*** MATERIAL TO PROCESS ***

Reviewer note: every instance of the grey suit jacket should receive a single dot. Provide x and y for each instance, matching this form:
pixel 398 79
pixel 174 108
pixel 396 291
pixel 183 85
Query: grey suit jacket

***

# [PROBLEM]
Exactly the lines from the one containing "pixel 174 108" to the final line of the data, both included, should be printed, and nothing more.

# [EXERCISE RESPONSE]
pixel 174 108
pixel 396 291
pixel 183 85
Query: grey suit jacket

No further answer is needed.